[Recorded data]
────

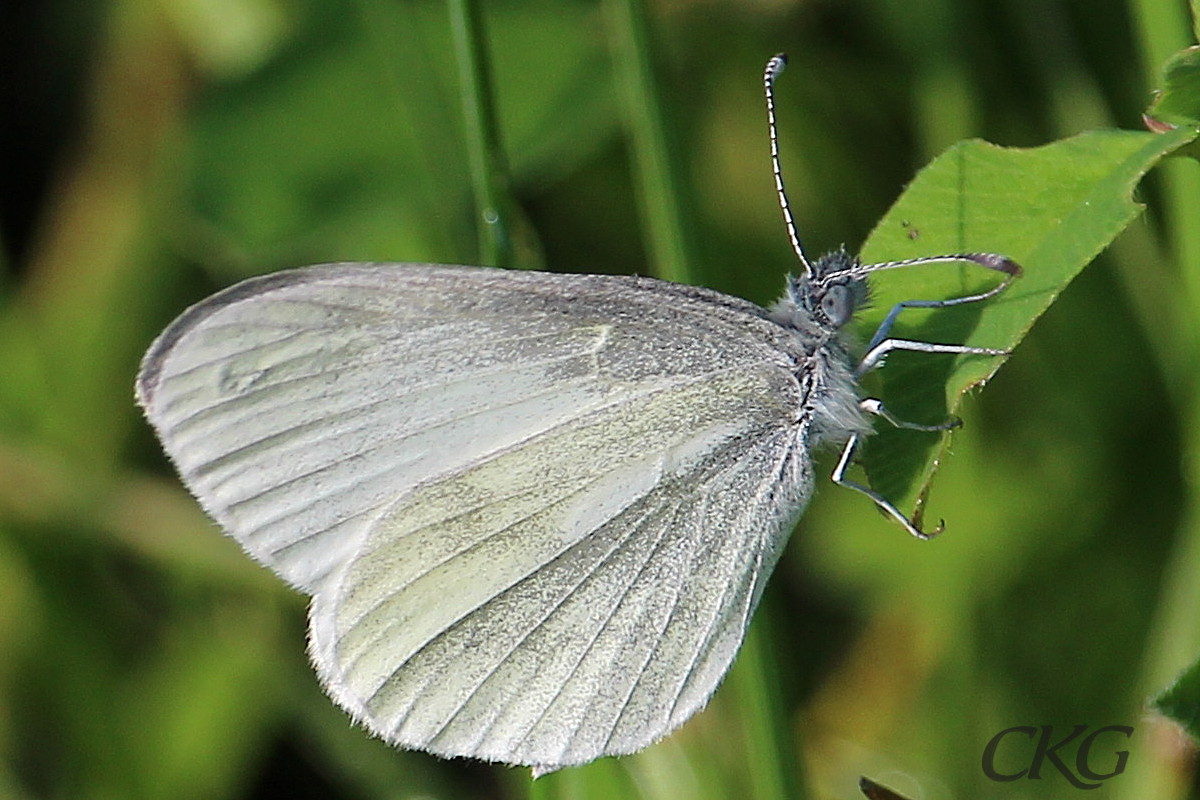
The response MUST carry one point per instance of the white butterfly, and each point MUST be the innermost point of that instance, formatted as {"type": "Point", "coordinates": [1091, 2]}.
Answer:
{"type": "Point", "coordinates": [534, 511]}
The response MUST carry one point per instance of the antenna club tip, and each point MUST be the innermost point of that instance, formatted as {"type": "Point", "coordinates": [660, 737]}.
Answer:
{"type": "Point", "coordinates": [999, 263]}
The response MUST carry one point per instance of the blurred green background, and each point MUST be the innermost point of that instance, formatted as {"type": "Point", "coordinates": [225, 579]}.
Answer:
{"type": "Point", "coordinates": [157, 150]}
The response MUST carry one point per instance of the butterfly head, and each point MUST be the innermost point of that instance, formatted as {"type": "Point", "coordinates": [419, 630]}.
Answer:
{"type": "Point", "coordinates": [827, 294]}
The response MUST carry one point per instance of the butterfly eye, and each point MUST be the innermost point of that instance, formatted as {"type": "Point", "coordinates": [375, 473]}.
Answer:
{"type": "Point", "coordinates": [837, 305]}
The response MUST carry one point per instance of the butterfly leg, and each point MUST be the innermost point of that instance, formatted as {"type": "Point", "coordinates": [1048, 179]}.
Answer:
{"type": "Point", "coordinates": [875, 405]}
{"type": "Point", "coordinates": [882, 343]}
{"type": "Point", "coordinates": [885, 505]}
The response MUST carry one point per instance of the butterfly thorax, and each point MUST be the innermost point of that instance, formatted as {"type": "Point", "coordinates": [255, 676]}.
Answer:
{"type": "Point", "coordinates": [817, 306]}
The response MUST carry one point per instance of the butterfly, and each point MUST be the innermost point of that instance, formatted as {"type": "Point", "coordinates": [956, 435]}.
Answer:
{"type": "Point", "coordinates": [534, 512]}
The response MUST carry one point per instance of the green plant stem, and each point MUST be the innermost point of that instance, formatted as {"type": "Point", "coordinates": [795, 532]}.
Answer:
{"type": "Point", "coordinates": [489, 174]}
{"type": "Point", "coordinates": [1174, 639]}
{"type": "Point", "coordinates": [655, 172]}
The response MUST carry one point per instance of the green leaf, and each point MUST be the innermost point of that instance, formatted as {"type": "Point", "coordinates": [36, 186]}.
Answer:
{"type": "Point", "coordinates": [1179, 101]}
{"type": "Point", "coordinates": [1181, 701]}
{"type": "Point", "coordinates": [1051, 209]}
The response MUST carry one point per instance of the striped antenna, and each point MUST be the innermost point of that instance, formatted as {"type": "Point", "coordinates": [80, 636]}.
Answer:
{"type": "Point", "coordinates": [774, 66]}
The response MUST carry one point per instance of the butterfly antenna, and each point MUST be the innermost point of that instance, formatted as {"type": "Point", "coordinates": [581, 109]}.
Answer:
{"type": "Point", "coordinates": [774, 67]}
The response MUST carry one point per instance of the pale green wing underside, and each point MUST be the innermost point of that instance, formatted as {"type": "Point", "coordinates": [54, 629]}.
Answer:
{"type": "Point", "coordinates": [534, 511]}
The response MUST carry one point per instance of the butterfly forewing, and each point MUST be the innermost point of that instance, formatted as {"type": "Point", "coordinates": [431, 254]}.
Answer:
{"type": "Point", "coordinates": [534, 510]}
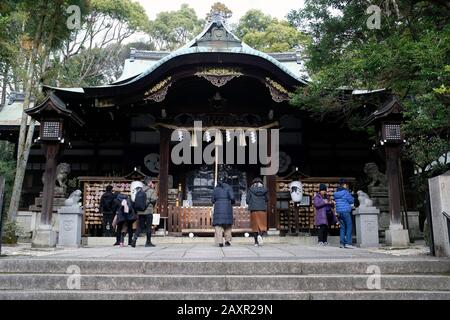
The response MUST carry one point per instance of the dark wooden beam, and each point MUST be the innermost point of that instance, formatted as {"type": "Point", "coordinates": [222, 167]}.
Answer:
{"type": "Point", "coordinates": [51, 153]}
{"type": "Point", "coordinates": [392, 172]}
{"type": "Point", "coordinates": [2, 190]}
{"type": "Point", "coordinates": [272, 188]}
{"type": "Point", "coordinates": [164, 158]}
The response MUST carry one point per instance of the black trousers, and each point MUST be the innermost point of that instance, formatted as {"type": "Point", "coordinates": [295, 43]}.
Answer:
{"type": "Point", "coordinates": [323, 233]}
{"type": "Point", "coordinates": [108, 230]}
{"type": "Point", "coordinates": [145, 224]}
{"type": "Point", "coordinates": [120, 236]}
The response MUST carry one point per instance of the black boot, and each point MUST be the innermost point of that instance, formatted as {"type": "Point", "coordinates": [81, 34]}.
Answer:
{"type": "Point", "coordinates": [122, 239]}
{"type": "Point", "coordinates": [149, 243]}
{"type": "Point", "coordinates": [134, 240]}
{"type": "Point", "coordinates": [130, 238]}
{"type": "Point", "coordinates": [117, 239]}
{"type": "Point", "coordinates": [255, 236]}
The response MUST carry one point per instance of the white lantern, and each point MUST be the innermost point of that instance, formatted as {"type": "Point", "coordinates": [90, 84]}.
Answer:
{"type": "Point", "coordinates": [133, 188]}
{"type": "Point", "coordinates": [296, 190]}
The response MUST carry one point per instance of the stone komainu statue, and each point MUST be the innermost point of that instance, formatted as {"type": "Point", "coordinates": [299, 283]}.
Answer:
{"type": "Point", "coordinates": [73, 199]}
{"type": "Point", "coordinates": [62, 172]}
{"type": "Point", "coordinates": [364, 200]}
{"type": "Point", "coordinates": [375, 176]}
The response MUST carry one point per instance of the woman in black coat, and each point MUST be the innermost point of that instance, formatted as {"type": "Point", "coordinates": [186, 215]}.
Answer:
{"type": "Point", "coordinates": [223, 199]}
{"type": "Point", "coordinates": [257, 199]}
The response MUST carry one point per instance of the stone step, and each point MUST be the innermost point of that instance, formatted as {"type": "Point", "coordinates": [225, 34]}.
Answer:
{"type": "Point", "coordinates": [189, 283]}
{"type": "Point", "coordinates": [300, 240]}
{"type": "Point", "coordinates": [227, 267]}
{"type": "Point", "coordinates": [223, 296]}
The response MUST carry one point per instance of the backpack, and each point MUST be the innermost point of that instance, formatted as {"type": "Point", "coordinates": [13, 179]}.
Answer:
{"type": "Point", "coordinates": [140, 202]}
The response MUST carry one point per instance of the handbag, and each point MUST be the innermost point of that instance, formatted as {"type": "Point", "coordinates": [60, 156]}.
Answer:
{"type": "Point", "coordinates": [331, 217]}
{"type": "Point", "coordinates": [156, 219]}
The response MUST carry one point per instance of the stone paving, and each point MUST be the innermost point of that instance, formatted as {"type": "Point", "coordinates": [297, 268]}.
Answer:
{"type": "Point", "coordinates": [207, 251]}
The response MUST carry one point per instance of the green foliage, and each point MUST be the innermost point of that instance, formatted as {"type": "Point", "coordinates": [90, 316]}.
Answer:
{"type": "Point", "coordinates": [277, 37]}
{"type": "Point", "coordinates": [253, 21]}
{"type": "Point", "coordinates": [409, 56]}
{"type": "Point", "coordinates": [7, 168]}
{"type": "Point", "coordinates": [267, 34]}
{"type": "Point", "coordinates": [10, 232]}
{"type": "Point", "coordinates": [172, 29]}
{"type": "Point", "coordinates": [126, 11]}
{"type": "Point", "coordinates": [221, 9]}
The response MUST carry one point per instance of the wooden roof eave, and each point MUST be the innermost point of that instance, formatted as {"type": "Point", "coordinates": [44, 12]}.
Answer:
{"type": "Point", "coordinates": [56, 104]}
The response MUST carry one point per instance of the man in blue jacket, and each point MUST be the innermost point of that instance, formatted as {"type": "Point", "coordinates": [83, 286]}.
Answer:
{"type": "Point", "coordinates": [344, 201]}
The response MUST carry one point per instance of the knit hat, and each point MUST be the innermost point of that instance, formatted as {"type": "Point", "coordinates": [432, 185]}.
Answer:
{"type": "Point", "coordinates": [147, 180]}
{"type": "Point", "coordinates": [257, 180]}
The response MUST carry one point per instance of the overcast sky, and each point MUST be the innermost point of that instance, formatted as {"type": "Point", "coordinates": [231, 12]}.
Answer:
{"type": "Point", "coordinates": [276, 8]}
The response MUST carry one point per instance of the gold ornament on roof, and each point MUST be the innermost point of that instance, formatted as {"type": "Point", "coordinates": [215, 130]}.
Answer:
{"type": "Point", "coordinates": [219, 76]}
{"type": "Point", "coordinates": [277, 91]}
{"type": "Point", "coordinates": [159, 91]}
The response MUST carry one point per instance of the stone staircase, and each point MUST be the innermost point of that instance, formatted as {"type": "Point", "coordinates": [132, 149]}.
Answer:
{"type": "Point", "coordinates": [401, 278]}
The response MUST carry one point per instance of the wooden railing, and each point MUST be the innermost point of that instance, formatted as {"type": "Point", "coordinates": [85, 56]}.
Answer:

────

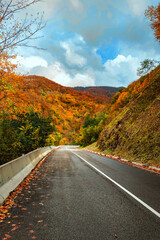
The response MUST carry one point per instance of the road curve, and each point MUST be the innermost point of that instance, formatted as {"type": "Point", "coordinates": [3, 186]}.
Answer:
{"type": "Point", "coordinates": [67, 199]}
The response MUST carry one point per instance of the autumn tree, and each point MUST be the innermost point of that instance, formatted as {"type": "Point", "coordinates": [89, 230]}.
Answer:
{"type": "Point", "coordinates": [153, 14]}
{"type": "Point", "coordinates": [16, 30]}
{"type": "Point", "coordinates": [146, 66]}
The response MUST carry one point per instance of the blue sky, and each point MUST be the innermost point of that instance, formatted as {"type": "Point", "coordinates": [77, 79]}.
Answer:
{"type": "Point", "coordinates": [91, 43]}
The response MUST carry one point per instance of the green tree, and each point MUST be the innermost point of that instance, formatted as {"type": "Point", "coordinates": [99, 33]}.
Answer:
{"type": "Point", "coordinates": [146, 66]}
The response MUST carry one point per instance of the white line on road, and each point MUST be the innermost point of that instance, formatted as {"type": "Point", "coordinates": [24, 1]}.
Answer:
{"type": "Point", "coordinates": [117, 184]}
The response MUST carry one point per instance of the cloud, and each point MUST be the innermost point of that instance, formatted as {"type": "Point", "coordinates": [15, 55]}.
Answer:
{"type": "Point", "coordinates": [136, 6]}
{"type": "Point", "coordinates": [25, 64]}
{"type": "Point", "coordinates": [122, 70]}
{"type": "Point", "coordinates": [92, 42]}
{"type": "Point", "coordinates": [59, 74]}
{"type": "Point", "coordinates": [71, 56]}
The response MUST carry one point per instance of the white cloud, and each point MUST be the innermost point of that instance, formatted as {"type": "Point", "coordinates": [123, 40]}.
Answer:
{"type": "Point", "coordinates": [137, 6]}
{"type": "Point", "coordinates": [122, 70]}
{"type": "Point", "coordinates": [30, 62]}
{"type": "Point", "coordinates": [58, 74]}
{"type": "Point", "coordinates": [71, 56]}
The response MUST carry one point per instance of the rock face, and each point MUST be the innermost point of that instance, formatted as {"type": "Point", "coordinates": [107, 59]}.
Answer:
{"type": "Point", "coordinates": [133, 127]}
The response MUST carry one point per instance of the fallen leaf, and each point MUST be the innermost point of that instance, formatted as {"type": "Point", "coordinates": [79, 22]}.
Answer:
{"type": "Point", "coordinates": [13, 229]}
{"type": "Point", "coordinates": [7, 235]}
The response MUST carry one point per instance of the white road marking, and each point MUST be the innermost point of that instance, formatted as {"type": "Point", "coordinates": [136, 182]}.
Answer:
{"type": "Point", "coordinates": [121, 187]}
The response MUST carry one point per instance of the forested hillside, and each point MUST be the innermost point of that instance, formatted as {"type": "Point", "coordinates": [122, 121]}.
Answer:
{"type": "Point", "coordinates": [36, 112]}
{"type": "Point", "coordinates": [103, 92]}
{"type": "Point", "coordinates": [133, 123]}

────

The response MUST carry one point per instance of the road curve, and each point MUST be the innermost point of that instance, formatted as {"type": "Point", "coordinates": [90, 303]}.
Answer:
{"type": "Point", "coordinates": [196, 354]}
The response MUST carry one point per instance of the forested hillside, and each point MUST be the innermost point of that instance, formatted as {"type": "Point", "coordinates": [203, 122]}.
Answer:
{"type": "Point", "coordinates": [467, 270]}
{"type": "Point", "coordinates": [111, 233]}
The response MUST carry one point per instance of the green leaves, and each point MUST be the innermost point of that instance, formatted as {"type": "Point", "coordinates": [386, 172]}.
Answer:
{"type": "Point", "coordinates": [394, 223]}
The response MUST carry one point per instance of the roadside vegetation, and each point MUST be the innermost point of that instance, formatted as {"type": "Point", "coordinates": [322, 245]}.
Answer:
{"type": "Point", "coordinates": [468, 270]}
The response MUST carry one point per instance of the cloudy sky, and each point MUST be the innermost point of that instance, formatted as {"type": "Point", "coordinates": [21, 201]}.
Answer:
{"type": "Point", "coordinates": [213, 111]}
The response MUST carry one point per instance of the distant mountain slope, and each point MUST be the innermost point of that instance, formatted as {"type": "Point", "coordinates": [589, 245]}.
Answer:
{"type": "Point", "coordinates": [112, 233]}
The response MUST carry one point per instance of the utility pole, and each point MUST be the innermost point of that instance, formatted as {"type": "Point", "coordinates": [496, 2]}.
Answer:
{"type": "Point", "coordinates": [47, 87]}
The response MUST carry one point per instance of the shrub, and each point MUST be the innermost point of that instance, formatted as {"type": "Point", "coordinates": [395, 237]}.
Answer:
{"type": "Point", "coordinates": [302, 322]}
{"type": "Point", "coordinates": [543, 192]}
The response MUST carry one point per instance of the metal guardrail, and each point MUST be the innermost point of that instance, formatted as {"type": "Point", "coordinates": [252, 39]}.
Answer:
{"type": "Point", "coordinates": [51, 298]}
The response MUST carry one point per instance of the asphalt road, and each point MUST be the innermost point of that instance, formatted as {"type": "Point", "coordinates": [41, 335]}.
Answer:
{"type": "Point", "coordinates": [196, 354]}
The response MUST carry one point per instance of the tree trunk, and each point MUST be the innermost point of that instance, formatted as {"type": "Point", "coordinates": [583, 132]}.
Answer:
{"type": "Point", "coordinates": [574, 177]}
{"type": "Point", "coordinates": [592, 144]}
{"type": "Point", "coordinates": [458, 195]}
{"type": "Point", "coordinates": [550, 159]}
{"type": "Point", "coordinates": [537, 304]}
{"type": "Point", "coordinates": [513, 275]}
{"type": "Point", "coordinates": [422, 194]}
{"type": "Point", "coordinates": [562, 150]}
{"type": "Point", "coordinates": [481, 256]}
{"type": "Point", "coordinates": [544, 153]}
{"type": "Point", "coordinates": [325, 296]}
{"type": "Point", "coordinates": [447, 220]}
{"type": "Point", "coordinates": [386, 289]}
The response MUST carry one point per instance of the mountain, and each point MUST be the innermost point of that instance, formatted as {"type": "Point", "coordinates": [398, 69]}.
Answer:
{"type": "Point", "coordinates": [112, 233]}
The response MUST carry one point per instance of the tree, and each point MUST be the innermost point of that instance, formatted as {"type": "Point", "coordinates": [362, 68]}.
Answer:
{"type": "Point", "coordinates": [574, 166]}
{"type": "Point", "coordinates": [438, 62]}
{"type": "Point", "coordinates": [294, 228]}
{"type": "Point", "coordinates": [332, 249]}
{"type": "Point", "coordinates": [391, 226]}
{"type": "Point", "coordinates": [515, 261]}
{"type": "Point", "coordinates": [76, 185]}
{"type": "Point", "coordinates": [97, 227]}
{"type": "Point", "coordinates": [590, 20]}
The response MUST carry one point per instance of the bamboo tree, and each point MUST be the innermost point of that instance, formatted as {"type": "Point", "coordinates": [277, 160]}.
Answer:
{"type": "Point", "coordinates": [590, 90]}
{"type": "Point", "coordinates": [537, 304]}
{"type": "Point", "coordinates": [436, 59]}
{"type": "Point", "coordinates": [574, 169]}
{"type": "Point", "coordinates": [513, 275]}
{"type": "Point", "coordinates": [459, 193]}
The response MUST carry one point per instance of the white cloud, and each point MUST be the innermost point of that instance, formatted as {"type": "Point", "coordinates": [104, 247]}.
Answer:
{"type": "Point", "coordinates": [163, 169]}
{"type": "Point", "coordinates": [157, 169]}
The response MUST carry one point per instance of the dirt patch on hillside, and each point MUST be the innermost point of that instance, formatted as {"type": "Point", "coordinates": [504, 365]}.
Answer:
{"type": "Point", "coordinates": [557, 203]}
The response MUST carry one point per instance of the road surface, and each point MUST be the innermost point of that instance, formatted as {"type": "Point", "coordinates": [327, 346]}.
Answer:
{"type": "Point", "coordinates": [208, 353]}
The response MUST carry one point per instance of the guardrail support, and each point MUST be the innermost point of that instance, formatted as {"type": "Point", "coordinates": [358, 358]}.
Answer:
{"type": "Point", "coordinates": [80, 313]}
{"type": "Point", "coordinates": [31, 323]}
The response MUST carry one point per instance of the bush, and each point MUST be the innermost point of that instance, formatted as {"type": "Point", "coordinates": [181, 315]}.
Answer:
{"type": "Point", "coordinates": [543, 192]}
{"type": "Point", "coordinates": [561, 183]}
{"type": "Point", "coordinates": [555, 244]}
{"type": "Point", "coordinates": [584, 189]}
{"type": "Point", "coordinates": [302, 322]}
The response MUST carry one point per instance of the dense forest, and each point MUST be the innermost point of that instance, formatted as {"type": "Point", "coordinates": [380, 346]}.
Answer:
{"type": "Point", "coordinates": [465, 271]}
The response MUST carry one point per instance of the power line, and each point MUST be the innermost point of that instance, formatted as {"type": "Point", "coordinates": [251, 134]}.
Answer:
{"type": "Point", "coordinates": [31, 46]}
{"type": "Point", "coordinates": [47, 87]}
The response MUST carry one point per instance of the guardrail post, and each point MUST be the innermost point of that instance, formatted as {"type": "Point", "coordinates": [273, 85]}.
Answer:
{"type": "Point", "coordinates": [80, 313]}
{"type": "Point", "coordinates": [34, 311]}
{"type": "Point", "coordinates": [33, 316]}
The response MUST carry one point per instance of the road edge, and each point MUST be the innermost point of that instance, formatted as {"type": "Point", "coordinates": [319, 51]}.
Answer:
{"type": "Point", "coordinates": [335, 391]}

────

◆ WHAT YOU ARE ASKED TO DO ◆
Gather every line of the data above that contains the word "wooden", treating uppercase and lowercase letters as different.

◆ RESPONSE TO THIS EXERCISE ◆
The response MUST carry one point per instance of the dark wooden beam, and each point MUST be the innermost point of that instance, formatted as {"type": "Point", "coordinates": [222, 167]}.
The response MUST carry one point per instance of the wooden roof eave, and each point MUST be the innermost point of that instance, formatted as {"type": "Point", "coordinates": [44, 12]}.
The response MUST carry one point per instance of the wooden railing, and each point MUST be the innermost point of that instance, formatted as {"type": "Point", "coordinates": [85, 56]}.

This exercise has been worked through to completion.